Data records —
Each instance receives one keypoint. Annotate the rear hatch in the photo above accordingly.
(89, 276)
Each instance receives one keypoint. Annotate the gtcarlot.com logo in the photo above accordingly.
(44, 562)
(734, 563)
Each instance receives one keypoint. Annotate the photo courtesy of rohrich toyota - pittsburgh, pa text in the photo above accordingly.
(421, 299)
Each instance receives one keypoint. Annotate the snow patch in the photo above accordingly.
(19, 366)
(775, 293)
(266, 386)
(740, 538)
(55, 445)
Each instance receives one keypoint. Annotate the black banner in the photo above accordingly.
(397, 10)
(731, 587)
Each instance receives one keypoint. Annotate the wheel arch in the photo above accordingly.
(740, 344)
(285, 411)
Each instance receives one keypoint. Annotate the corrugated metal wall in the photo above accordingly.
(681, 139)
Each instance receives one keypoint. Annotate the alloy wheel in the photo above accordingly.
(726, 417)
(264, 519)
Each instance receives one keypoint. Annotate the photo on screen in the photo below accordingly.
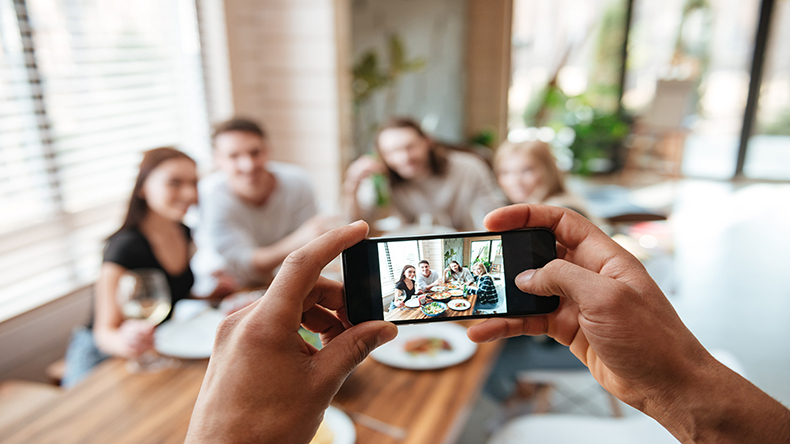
(442, 278)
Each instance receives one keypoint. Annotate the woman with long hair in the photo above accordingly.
(404, 288)
(527, 172)
(422, 177)
(152, 236)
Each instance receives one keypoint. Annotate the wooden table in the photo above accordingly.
(433, 406)
(407, 313)
(113, 406)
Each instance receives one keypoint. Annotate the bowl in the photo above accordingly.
(437, 308)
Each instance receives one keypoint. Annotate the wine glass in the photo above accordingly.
(144, 294)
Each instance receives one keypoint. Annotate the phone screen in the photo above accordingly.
(449, 277)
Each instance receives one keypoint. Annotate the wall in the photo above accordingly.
(433, 29)
(33, 340)
(488, 66)
(286, 70)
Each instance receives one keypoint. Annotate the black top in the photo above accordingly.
(130, 249)
(409, 293)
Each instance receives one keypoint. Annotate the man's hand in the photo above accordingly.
(264, 382)
(618, 322)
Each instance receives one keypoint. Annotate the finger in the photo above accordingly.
(570, 228)
(319, 320)
(297, 277)
(562, 278)
(348, 349)
(499, 328)
(327, 293)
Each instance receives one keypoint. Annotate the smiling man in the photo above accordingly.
(253, 211)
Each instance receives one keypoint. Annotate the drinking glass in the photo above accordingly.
(143, 294)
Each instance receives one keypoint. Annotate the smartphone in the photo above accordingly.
(448, 277)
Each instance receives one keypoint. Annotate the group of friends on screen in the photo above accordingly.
(411, 283)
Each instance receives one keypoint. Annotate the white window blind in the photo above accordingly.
(87, 86)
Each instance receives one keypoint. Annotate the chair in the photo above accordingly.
(561, 428)
(659, 135)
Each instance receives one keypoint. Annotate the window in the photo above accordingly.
(86, 87)
(393, 256)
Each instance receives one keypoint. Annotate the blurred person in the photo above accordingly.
(426, 278)
(527, 172)
(253, 211)
(152, 236)
(405, 287)
(455, 273)
(612, 314)
(456, 188)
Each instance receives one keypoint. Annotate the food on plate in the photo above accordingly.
(426, 346)
(459, 304)
(413, 303)
(434, 308)
(441, 296)
(324, 434)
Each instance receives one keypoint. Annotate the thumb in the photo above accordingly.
(563, 278)
(349, 348)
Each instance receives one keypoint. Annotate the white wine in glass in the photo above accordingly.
(145, 295)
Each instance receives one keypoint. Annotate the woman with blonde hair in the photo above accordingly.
(527, 172)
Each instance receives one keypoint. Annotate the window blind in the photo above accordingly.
(87, 86)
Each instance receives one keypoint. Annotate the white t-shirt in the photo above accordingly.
(459, 199)
(229, 230)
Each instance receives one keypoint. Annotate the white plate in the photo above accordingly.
(341, 426)
(459, 304)
(191, 339)
(394, 355)
(413, 303)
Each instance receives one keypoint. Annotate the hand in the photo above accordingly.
(226, 285)
(360, 169)
(612, 314)
(133, 338)
(264, 383)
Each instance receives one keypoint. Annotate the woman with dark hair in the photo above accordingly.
(152, 236)
(487, 296)
(457, 274)
(456, 188)
(404, 288)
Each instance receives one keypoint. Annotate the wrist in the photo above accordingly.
(713, 404)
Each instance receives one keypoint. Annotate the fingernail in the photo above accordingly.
(525, 276)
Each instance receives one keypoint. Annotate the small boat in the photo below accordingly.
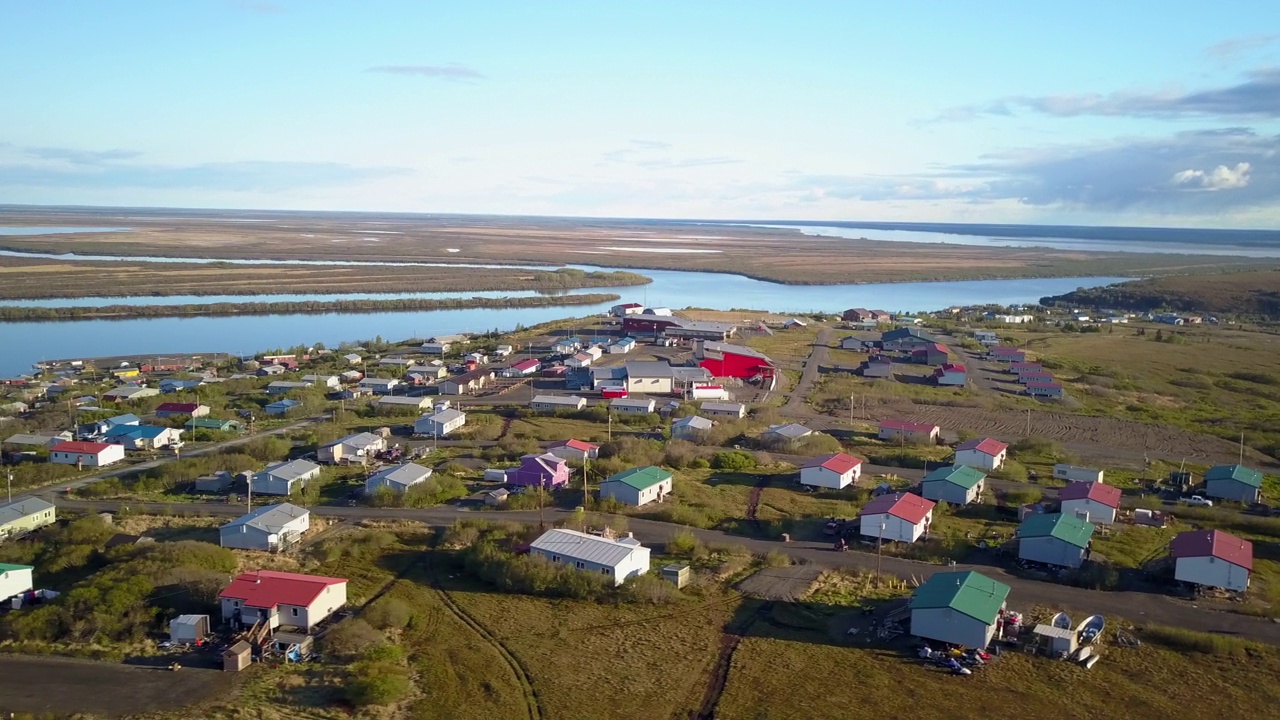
(1091, 629)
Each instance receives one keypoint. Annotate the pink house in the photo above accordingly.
(536, 470)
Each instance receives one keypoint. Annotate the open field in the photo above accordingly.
(1238, 292)
(778, 255)
(39, 277)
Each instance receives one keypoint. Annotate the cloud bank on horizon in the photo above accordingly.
(658, 110)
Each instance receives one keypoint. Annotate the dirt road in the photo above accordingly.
(1136, 606)
(65, 687)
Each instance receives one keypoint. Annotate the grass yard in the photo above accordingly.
(865, 683)
(1212, 378)
(589, 660)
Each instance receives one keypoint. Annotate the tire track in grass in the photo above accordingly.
(725, 662)
(531, 701)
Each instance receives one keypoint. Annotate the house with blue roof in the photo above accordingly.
(142, 437)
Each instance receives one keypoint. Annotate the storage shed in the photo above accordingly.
(237, 657)
(188, 628)
(676, 574)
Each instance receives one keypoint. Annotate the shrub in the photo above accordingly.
(734, 460)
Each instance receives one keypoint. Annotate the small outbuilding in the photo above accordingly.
(237, 657)
(1055, 540)
(956, 484)
(188, 629)
(676, 574)
(1233, 482)
(1212, 559)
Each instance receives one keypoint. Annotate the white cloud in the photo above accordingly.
(1219, 178)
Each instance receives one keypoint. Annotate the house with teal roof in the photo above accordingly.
(958, 607)
(638, 486)
(958, 484)
(1234, 482)
(1055, 540)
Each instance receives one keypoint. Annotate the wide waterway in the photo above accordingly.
(24, 343)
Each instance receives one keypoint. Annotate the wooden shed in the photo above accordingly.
(188, 628)
(237, 657)
(676, 574)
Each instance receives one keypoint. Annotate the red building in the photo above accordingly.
(723, 360)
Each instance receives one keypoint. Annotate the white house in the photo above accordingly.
(1096, 502)
(269, 528)
(552, 402)
(1212, 559)
(983, 454)
(1065, 472)
(835, 472)
(690, 428)
(615, 559)
(631, 405)
(956, 484)
(958, 607)
(353, 447)
(1055, 538)
(288, 600)
(439, 424)
(638, 486)
(896, 516)
(398, 478)
(574, 450)
(86, 454)
(284, 478)
(14, 579)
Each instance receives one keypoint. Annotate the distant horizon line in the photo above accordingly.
(987, 228)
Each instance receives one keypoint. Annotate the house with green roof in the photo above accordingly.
(14, 580)
(959, 609)
(638, 486)
(958, 484)
(1234, 482)
(1055, 540)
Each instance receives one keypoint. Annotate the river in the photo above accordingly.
(24, 343)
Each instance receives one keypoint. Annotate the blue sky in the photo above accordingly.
(1093, 113)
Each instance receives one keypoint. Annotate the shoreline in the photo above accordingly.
(301, 308)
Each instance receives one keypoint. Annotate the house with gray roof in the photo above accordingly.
(615, 559)
(398, 478)
(284, 478)
(270, 528)
(22, 516)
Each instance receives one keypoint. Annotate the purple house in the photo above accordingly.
(539, 469)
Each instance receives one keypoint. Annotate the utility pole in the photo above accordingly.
(880, 543)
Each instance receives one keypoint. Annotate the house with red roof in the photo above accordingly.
(1008, 354)
(574, 450)
(1043, 390)
(899, 516)
(1096, 502)
(931, 354)
(984, 454)
(534, 470)
(952, 374)
(289, 600)
(1212, 559)
(174, 409)
(835, 472)
(86, 454)
(915, 433)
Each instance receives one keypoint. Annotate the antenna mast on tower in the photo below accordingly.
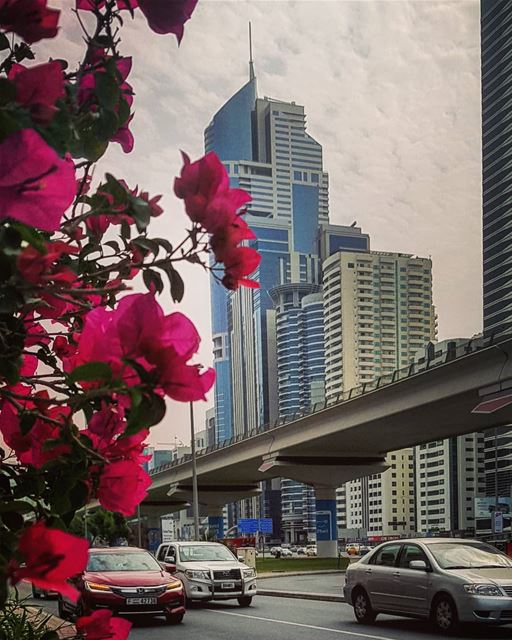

What to do —
All of the entries above need to be repeated exactly, minus the pictures.

Your response —
Each instance receives one keypoint. Annotate the rear hatch in the photo above accordingly.
(89, 276)
Each instance receives one keypoint. Annotate the gtcarlot.com logo in the photo above accordingly.
(44, 562)
(734, 563)
Each instance receives one keypoint. Annotate the photo courtesy of rohrich toyota - pittsburgh, pa text in the photo above accordingly.
(421, 299)
Each instance receives one keypoint. Annotate the snow patch in the photo above accordingly.
(19, 366)
(775, 293)
(266, 386)
(740, 538)
(55, 445)
Each instance receives one keypoint. Annotate the black banner in the photo above accordingly.
(397, 10)
(731, 587)
Each instance receives one keypoint. Annotate the wheel arch in the photo above accordingly.
(740, 344)
(285, 411)
Each instance receives one keypoint. Annotate the corrugated metal wall in the photo above accordingly.
(681, 139)
Each instance receives one keypoint. Annotate the alloy wheel in the photo above accordingly.
(726, 417)
(264, 519)
Each instance receives one keypoint. Annotate the photo on screen in the photo below accordingly.
(442, 278)
Each instance receives one keypoint. Annotate the woman with long hair in the photo above accordingly.
(404, 288)
(527, 172)
(422, 177)
(152, 236)
Each instance receives one keypoint. Annotate the wooden table in the photo above accordingly.
(433, 406)
(407, 313)
(113, 406)
Each instance receives one keypoint. Annotate the bowl in the photo above accordingly.
(437, 308)
Each instance receives one keypoint. Annotate the wine glass in the photo above accordingly.
(144, 294)
Each instance receives one keypoint. Annotate the phone screen in the photo above accordingly.
(449, 277)
Each instance receives one keypoint. Annotate the wall in the photo above accordingly.
(433, 29)
(33, 340)
(488, 66)
(286, 70)
Each instance receives one keypoint. Annotate the black top in the photo above accordingly.
(130, 249)
(409, 293)
Each instance receives one keypoint. Annotate the man's hand in the photo above accordingly.
(264, 382)
(618, 322)
Each instance receives one keypoint. Annotate the finger in the photo above accordingly.
(570, 228)
(319, 320)
(297, 277)
(562, 278)
(348, 349)
(499, 328)
(327, 293)
Each instance receives one keypoint. Annotate the smiling man in the photo above accordingly.
(253, 211)
Each instance receives one keypoint. Annotate the drinking glass in the photo above accordingly.
(143, 294)
Each instance receives one keypoint. Annotate the smartphone in the photo above accordingly.
(448, 277)
Each instance receives one keypoint. Annotate the group of friends on screen in the photo above accordingly.
(411, 283)
Each instance receives one keypoint. Annotate the white window blind in the photo above accordingly.
(87, 86)
Each instance receives one keypoint. Annotate the chair in the photo above accordingly.
(561, 428)
(659, 135)
Each instance receives one keypoint. Annotate the window in the photo above accordingly.
(86, 87)
(393, 256)
Each instance receives one keypoint. Annotate the blurred person in the photo above accordingly.
(426, 278)
(527, 172)
(253, 211)
(152, 236)
(405, 287)
(455, 273)
(612, 314)
(456, 188)
Each instance receives one keypoint. Annotate the food on plate in the photo above accordingly.
(426, 346)
(459, 304)
(413, 303)
(434, 308)
(441, 296)
(324, 434)
Each instance receives one keypoint. Annotate the thumb in the photo above accordingly.
(563, 278)
(349, 348)
Each instance receives one keypoint. Annotate the white wine in glass in the photo above accordingly.
(145, 295)
Each instance receives one keypoint. Annotate the woman with blonde hair in the photo above accordingly.
(527, 172)
Each instance receives one keypoint. Annotate the window blind in the photo above accordingly.
(87, 86)
Each instance receives one keypoint. Annotate the white t-shirt in the photo above accordingly.
(459, 199)
(229, 230)
Each instance receives one keypoint. Annotate the white plate in the photo above accordingly.
(341, 426)
(459, 304)
(191, 339)
(394, 355)
(413, 303)
Each instance receives one keypoint. Annotate the hand in the photo above accordingly.
(226, 285)
(360, 169)
(612, 314)
(133, 338)
(264, 383)
Each instance receives one keypoint. Annotate the woman with dark hair in the photo above accordingly.
(152, 236)
(487, 296)
(457, 274)
(456, 188)
(404, 288)
Each instance receives one keypoint. Annotate the wrist in the photo above accordingly.
(713, 404)
Each instance receives one keypoint. Annotate the fingernail in the photo above accordingly.
(525, 276)
Each instance receives one keypoint. Annotate the small boat in the photo below accordingly.
(1091, 629)
Each instance receives one keypoint. Annotate the pink house in the photo above accordingly.
(536, 470)
Each instance receives one keypoint. Annotate the open field in the photo above accordingly.
(1238, 292)
(778, 255)
(39, 277)
Each instance receives one keypoint. Annotate the cloud bank on horizon in the photo above accordingly.
(658, 110)
Each instance receives one keypoint. Annotate the dirt road in the photo above accordingly.
(1136, 606)
(65, 687)
Each instance receives one keypoint. Annotate the grass yard in the photo above accordingly.
(865, 683)
(1212, 378)
(589, 660)
Each instance receives one keypoint. Annotate the tire track in grass in the photo above accordingly.
(725, 662)
(531, 701)
Each instance receives one keypoint. Annotate the house with blue roof in the photo above accordingly.
(142, 437)
Each instance receives one keypoint. Annotate the storage shed in the photo above accordingly.
(237, 657)
(188, 628)
(676, 574)
Each instance receives one keypoint. Annotate the shrub in the photo above accordingly.
(734, 460)
Each instance receives one keypoint. Annotate the small outbuilding in the photo above accordingly.
(237, 657)
(1055, 540)
(956, 484)
(188, 629)
(676, 574)
(1233, 482)
(1212, 559)
Each instance receives one keypoint. Annotate the white cloud in the photo above accordingly.
(1219, 178)
Each instance receives one keypoint. Annotate the house with teal roof in the photo above accordingly.
(958, 607)
(638, 486)
(958, 484)
(1234, 482)
(1055, 540)
Each instance receives one keypoint. Annotate the wide waterway in the photo above accordingly.
(24, 343)
Each instance receives one keypoint. Annotate the wooden shed in the photo above accordingly.
(188, 628)
(237, 657)
(676, 574)
Each instance receives one keypoint. Annotate the red building in the photo above accordingly.
(723, 360)
Each instance receives one keypoint. Annotate the white house in the photo above accordingly.
(1096, 502)
(269, 528)
(552, 402)
(1212, 559)
(983, 454)
(1065, 472)
(835, 472)
(690, 428)
(615, 559)
(631, 405)
(956, 484)
(958, 607)
(353, 447)
(1055, 538)
(288, 600)
(439, 424)
(638, 486)
(896, 516)
(398, 478)
(574, 450)
(86, 454)
(284, 478)
(14, 579)
Each instance receives one keypoint. Annotate the distant horizon line in the photo above accordingly.
(987, 228)
Each instance receives one keypoint. Annotate the house with green roof in the photo above accordingly.
(14, 580)
(959, 609)
(638, 486)
(958, 484)
(1234, 482)
(1055, 540)
Each instance receives one keypoint. Annotate the river in the photo above accordingly.
(24, 343)
Each instance receives one keypoint. Annotate the blue sky in the photo above accordingly.
(1093, 113)
Each instance receives one keypoint. Annotate the shoreline in the photo above accordingly.
(301, 308)
Each instance receives one keypoint. Annotate the house with gray roof in the photo above accordingly.
(615, 559)
(398, 478)
(284, 478)
(270, 528)
(22, 516)
Each instance receives one keypoint. Annotate the purple house in the photo above accordingly.
(539, 469)
Each instance receives one keypoint. Annotate the utility pole in the photo above accordingly.
(880, 543)
Each instance receives one keypoint. Annotate the house with red roof in the photo above accordingly.
(1008, 354)
(574, 450)
(1043, 390)
(899, 516)
(1096, 502)
(931, 354)
(984, 454)
(534, 470)
(952, 374)
(289, 600)
(1212, 559)
(174, 409)
(835, 472)
(86, 454)
(915, 433)
Each instance receives one keypoint. Annotate the antenna mast on tower in the photo below accordingly.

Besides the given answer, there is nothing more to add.